**Aim of the task**
Set down each line of the material that follows, exactly, with no pictures.

## begin Records to use

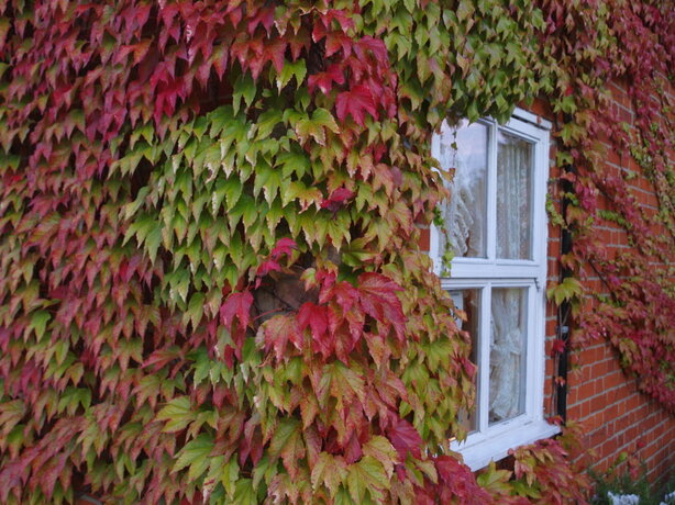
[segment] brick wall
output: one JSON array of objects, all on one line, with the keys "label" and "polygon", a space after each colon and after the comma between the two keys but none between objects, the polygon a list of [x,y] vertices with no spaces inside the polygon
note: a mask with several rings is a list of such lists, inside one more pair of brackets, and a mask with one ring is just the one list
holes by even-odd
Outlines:
[{"label": "brick wall", "polygon": [[[633,112],[624,88],[621,83],[612,83],[610,89],[613,111],[621,121],[632,125]],[[531,109],[544,117],[551,117],[542,102],[535,103]],[[551,149],[551,159],[555,159],[554,145]],[[630,153],[617,153],[608,148],[604,153],[604,159],[615,173],[630,169],[639,175],[631,180],[633,193],[643,209],[655,212],[656,195],[651,183],[641,175],[641,169]],[[558,175],[555,170],[552,161],[552,178]],[[601,200],[600,206],[608,209],[609,202]],[[599,221],[596,229],[613,254],[629,247],[626,233],[615,224]],[[560,279],[557,261],[561,249],[560,228],[550,225],[549,236],[547,271],[549,281],[553,282]],[[599,279],[591,276],[589,281],[595,283],[594,288],[599,287]],[[546,315],[547,354],[555,338],[555,328],[556,308],[551,305]],[[607,341],[598,341],[584,349],[576,366],[578,368],[569,373],[567,380],[567,418],[583,424],[586,434],[585,444],[596,451],[594,469],[606,470],[622,451],[627,451],[644,460],[650,480],[668,479],[675,469],[675,416],[667,414],[650,396],[638,391],[635,381],[623,373],[618,354]],[[549,357],[545,409],[551,415],[555,414],[553,394],[555,369],[556,363]]]}]

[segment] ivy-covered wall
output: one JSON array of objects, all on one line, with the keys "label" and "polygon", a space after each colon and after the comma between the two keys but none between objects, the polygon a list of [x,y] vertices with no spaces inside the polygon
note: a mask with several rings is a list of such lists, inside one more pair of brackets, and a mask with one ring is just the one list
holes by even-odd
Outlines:
[{"label": "ivy-covered wall", "polygon": [[[632,101],[627,93],[627,86],[621,81],[608,85],[611,91],[610,106],[612,111],[631,126],[634,133]],[[666,88],[668,101],[673,103],[673,88]],[[545,103],[539,102],[535,112],[547,119],[554,119]],[[605,139],[602,145],[607,170],[615,173],[629,175],[629,187],[635,195],[641,210],[650,215],[659,212],[659,200],[642,168],[632,157],[629,149],[613,149]],[[555,158],[555,146],[552,147],[552,159]],[[668,155],[673,162],[673,152]],[[552,181],[560,173],[553,167]],[[552,184],[552,197],[560,203],[561,188]],[[556,198],[557,195],[557,198]],[[602,198],[599,206],[604,212],[612,209],[611,199]],[[560,206],[557,207],[560,209]],[[631,248],[626,231],[618,224],[598,218],[593,224],[594,233],[605,244],[612,256],[621,256]],[[654,227],[654,234],[665,233],[663,228]],[[549,231],[549,282],[554,284],[561,277],[561,228],[551,223]],[[593,290],[609,295],[609,289],[593,269],[587,269],[588,278],[585,284]],[[556,385],[558,377],[558,356],[555,349],[557,330],[560,328],[560,311],[554,301],[549,304],[546,322],[547,341],[547,400],[545,408],[552,415],[557,411]],[[649,323],[645,323],[649,324]],[[553,356],[553,358],[551,358]],[[566,414],[568,419],[579,422],[584,426],[584,444],[596,452],[593,458],[595,471],[606,471],[615,464],[622,452],[643,461],[650,479],[663,483],[672,474],[675,465],[675,416],[652,396],[641,392],[634,377],[627,374],[621,368],[620,354],[606,339],[595,339],[585,345],[578,355],[573,357],[573,371],[567,375]],[[617,471],[626,471],[630,460],[616,467]]]},{"label": "ivy-covered wall", "polygon": [[[0,13],[3,503],[583,503],[573,434],[519,449],[514,474],[476,476],[449,451],[475,370],[418,245],[446,197],[434,128],[539,94],[574,167],[569,212],[552,214],[575,236],[551,288],[577,323],[562,345],[609,339],[672,412],[667,3]],[[619,77],[634,134],[606,106]],[[637,149],[656,216],[597,162],[600,135]],[[594,240],[600,191],[634,252]]]}]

## end Records to use

**Answer to the task**
[segment] brick wall
output: one JSON array of objects, all on one line, with the keys "label" and "polygon", a space after each colon and after the comma between the two keys but none between objects, the polygon a list of [x,y] vertices with no spaces inside the polygon
note: a mask with several rings is a list of such lists, inside one more pair of brackets, and a mask with one ring is just the one list
holes by even-odd
Outlines:
[{"label": "brick wall", "polygon": [[[633,112],[624,88],[621,83],[612,83],[610,89],[613,111],[621,121],[632,125]],[[531,109],[544,117],[551,117],[542,102],[535,103]],[[551,149],[551,159],[555,159],[554,145]],[[630,153],[617,153],[608,148],[604,153],[604,159],[615,173],[630,169],[639,175],[631,180],[633,193],[643,209],[655,212],[656,195],[651,183],[641,175],[641,169]],[[558,175],[555,170],[552,161],[552,178]],[[601,200],[600,206],[608,209],[609,202]],[[599,221],[596,229],[613,254],[629,247],[626,233],[615,224]],[[560,279],[557,261],[561,249],[560,228],[550,225],[549,236],[547,271],[549,281],[553,282]],[[599,279],[591,276],[589,281],[595,283],[594,288],[599,287]],[[546,315],[547,354],[555,338],[555,328],[556,308],[551,305]],[[607,341],[598,341],[584,349],[576,366],[578,368],[569,373],[567,380],[567,418],[583,424],[586,434],[585,444],[596,451],[594,469],[606,470],[622,451],[627,451],[644,460],[650,480],[668,479],[675,469],[675,416],[667,414],[650,396],[638,391],[635,381],[623,373],[618,354]],[[549,357],[545,409],[551,415],[555,414],[553,394],[555,369],[556,363]]]}]

[segment] ivy-covered wall
output: one JSON array of objects, all on one line, with the keys "label" and "polygon", a space after each colon and after the comma between the two keys but none between objects, the polygon a list of [x,y] vertices with no spaces inside the polygon
note: a mask with several rings is a list of such lists, inside one more pair of brackets, and a mask with one ring is just the one list
holes by even-odd
Outlines:
[{"label": "ivy-covered wall", "polygon": [[[632,101],[627,93],[627,86],[621,81],[608,85],[611,91],[610,106],[612,111],[631,126],[634,133]],[[666,88],[668,101],[673,103],[673,88]],[[545,103],[539,102],[535,112],[547,119],[554,119]],[[605,139],[602,145],[607,170],[615,173],[629,175],[629,187],[635,195],[641,210],[650,215],[659,212],[659,200],[642,168],[632,157],[629,149],[613,149]],[[555,158],[555,146],[552,147],[552,159]],[[668,155],[673,162],[673,152]],[[552,181],[560,173],[553,167]],[[552,184],[552,197],[560,203],[561,188]],[[556,198],[557,195],[557,198]],[[602,198],[599,206],[604,212],[612,209],[611,199]],[[560,206],[557,207],[560,209]],[[631,248],[626,231],[618,224],[598,218],[593,224],[594,233],[605,244],[612,256],[621,256]],[[654,227],[654,234],[665,233],[663,228]],[[549,231],[549,282],[554,284],[561,277],[561,228],[551,223]],[[593,290],[609,295],[609,289],[593,269],[587,269],[588,278],[585,284]],[[556,385],[558,377],[558,356],[555,349],[557,330],[560,328],[560,311],[554,301],[549,304],[546,322],[547,341],[547,400],[545,408],[552,415],[557,411]],[[649,323],[645,323],[649,324]],[[553,356],[553,358],[551,358]],[[566,414],[568,419],[579,422],[584,426],[584,444],[596,452],[593,458],[595,471],[606,471],[615,464],[622,452],[643,461],[650,479],[663,483],[672,474],[675,465],[675,416],[652,396],[641,392],[634,377],[627,374],[621,368],[620,354],[606,339],[595,339],[585,345],[578,355],[573,357],[573,371],[567,375]],[[617,471],[626,471],[630,460],[616,467]]]},{"label": "ivy-covered wall", "polygon": [[[0,13],[3,503],[583,503],[573,434],[519,449],[514,474],[476,476],[449,451],[475,370],[418,245],[446,197],[434,128],[539,94],[574,167],[569,212],[552,214],[575,236],[551,288],[577,323],[562,345],[609,339],[672,412],[667,3]],[[619,77],[634,134],[606,106]],[[637,149],[656,216],[597,162],[600,135]],[[594,240],[600,191],[634,252]]]}]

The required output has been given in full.